SUPPLIED PASSAGE
........

Poor quality and the resulting defects are a major source of cost for many companies. This is also a cost that is often under reported as there are direct and indirect effects of defects. A defect is any error in a process that makes a product or service less valuable to a customer, or that requires additional processing to correct the defect.
The adoption of lean at many companies started with a focus on quality. Total Quality Management was a major manufacturing initiative before lean was adopted on a widespread basis. It was easy for a company to recognize that defects were wasteful. As a result, quality initiatives designed to reduce and eliminate defects are often some of the most mature lean initiatives in a company.
Causes of Defects
Defects arise out of processes that are poorly controlled. A well designed process should produce acceptable results every time. Few processes can achieve perfect quality every time. Variations in raw materials, changes to machine setups, wear and tear on equipment, improper maintenance, poor training, and worker error can all lead to variations and quality defects.
In an office environment, defects also occur. Poor planning, slow communications and inadequate training can all lead to errors in work.
Results of Defects
Defects cause both direct and indirect costs. The direct costs are the lost materials and labor that went into the part that was defective, and the rework costs associated with correcting the defect.

........

SUPPLIED INFORMATION
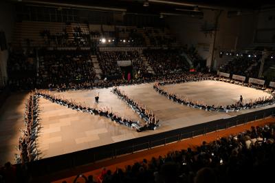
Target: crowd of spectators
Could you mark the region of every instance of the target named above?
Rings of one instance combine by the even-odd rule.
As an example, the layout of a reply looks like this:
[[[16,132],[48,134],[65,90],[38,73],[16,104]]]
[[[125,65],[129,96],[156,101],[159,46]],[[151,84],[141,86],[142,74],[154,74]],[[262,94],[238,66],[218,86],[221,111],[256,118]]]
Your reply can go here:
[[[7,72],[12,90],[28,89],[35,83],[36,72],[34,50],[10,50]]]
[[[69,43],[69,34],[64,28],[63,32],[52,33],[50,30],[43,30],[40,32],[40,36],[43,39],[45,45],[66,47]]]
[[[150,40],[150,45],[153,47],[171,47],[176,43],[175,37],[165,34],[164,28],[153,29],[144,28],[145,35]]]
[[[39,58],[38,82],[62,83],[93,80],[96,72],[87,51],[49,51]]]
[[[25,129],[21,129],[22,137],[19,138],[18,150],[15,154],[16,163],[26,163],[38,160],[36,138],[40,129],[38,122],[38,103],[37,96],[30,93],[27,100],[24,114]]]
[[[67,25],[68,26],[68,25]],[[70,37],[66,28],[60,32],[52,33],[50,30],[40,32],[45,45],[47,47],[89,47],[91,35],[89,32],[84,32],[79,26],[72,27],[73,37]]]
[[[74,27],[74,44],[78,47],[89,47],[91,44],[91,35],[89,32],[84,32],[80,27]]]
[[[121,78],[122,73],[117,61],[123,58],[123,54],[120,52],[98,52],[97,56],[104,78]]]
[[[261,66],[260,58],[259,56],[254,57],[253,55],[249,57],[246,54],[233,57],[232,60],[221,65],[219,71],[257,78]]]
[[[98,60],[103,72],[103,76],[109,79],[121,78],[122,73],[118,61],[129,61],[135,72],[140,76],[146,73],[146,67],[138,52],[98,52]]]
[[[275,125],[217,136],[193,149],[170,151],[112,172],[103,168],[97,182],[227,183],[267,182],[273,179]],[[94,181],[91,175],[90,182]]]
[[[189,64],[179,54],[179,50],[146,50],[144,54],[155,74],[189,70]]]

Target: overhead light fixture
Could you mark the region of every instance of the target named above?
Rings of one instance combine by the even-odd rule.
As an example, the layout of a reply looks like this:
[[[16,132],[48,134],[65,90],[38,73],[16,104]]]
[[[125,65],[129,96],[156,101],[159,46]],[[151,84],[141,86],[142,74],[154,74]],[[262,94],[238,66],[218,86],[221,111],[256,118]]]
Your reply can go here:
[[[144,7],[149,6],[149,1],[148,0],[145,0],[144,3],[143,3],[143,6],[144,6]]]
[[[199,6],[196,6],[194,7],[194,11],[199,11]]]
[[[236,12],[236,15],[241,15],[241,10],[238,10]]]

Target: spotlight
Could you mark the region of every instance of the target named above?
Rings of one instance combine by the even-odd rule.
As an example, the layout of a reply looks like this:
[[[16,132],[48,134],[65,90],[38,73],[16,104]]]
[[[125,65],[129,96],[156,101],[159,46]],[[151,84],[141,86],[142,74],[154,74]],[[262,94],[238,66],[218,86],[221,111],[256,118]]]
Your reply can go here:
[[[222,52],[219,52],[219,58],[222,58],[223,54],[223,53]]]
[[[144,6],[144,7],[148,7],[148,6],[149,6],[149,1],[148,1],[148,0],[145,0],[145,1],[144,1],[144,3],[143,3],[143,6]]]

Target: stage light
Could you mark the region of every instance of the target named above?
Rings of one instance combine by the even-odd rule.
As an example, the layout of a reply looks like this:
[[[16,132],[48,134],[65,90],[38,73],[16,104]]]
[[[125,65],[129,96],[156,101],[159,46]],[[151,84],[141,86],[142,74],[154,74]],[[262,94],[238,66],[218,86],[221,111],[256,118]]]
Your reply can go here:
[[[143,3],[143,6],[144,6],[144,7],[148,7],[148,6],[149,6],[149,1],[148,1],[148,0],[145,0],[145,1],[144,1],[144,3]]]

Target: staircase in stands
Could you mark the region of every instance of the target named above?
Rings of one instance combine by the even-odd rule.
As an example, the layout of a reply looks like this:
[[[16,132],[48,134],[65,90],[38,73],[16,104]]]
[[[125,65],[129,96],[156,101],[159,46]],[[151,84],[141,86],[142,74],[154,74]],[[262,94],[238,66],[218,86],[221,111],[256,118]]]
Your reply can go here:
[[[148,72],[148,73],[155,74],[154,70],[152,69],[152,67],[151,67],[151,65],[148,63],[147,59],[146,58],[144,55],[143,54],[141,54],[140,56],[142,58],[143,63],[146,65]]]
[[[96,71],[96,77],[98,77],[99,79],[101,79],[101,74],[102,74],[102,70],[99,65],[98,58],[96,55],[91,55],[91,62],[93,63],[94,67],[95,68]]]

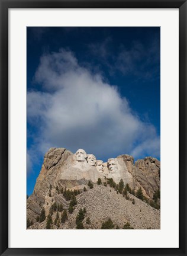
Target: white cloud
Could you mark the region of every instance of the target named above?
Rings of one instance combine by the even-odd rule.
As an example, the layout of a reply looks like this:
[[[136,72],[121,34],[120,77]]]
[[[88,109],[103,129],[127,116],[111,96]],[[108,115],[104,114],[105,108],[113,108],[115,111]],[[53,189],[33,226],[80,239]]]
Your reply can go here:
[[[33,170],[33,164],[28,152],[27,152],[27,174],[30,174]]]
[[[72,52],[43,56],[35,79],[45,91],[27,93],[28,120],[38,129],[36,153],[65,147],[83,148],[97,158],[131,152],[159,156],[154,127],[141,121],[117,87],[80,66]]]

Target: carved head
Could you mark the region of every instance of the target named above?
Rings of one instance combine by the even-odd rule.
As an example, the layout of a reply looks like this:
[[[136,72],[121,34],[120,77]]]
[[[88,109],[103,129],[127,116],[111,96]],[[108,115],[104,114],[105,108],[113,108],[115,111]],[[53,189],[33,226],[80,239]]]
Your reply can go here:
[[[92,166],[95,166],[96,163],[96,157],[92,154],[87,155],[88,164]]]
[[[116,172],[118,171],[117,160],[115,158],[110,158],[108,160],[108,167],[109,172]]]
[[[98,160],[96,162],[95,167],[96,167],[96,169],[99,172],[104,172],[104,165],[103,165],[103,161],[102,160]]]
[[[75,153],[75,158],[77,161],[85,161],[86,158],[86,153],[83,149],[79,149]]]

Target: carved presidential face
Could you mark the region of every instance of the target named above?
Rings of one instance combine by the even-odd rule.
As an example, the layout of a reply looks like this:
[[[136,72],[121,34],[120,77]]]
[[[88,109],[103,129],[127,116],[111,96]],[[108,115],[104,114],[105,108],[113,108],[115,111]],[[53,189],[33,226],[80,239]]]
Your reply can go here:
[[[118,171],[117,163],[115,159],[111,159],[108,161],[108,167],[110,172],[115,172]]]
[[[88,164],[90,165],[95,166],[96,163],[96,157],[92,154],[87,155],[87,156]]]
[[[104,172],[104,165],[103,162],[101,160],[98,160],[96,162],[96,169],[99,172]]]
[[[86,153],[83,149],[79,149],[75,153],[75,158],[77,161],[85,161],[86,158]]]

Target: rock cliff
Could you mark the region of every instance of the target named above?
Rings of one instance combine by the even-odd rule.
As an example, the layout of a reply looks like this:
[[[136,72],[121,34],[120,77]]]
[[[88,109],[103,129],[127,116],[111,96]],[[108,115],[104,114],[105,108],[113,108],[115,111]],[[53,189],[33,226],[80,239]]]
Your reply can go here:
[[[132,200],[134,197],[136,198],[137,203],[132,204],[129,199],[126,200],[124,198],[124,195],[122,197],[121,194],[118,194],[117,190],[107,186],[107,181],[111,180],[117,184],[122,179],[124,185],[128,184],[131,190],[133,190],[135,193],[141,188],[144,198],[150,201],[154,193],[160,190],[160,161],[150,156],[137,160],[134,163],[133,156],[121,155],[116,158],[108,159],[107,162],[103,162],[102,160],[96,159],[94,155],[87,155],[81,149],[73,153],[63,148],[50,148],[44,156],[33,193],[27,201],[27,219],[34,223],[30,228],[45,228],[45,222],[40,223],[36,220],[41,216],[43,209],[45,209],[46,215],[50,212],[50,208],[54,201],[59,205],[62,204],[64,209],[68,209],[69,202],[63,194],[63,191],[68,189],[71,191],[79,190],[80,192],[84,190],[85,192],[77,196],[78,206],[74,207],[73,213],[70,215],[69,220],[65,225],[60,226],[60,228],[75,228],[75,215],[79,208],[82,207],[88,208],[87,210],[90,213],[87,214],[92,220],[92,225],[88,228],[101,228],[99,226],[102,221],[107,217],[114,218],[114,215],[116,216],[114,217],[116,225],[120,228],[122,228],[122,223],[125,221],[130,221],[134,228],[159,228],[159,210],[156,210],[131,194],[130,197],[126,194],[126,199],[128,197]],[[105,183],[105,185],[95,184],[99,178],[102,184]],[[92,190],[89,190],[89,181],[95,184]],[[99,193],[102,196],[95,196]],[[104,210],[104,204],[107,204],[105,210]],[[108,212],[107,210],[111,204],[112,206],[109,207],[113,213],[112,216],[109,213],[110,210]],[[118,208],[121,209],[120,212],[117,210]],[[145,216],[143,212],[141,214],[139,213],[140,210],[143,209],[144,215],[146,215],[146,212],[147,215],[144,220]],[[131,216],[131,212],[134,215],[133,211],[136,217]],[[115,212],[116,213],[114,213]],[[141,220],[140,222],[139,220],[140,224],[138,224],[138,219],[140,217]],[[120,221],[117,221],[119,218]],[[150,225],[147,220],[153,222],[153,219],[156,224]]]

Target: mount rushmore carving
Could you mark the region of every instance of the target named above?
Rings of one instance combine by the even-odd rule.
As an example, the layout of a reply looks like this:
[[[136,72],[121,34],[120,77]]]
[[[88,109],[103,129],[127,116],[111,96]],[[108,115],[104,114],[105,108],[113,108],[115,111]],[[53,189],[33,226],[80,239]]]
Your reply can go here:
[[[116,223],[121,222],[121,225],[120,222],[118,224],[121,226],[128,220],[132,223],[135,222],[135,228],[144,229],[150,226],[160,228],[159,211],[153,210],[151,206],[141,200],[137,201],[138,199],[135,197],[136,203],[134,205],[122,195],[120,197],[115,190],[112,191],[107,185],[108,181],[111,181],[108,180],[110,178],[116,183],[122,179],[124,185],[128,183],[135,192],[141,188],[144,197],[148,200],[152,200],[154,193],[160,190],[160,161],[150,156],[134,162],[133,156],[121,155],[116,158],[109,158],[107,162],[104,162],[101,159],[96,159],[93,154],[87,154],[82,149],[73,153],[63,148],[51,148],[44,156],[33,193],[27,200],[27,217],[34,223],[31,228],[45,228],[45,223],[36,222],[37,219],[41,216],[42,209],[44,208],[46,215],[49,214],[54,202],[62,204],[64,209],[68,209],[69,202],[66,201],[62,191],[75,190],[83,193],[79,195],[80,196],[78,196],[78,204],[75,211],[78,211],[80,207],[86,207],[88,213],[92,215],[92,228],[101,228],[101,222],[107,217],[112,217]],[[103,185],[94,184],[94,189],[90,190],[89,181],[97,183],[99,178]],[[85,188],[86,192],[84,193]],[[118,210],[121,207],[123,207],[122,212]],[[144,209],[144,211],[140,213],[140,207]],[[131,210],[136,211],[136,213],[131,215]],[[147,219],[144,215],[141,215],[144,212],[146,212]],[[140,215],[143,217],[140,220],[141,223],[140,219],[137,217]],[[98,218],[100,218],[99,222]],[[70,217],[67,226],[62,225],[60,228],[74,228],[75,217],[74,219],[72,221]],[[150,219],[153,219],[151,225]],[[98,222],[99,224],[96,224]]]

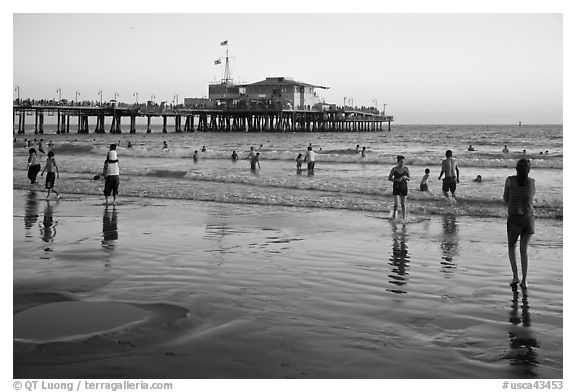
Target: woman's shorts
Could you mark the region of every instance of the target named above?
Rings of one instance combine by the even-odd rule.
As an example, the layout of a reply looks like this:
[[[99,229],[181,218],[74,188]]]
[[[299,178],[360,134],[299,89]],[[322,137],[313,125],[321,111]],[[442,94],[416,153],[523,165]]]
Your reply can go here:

........

Copy the defects text above word for word, starting at the words "Poor quality and" and stopping after "in a company.".

RESPONSE
Poor quality and the resulting defects are a major source of cost for many companies. This is also a cost that is often under reported as there are direct and indirect effects of defects. A defect is any error in a process that makes a product or service less valuable to a customer, or that requires additional processing to correct the defect.
The adoption of lean at many companies started with a focus on quality. Total Quality Management was a major manufacturing initiative before lean was adopted on a widespread basis. It was easy for a company to recognize that defects were wasteful. As a result, quality initiatives designed to reduce and eliminate defects are often some of the most mature lean initiatives in a company.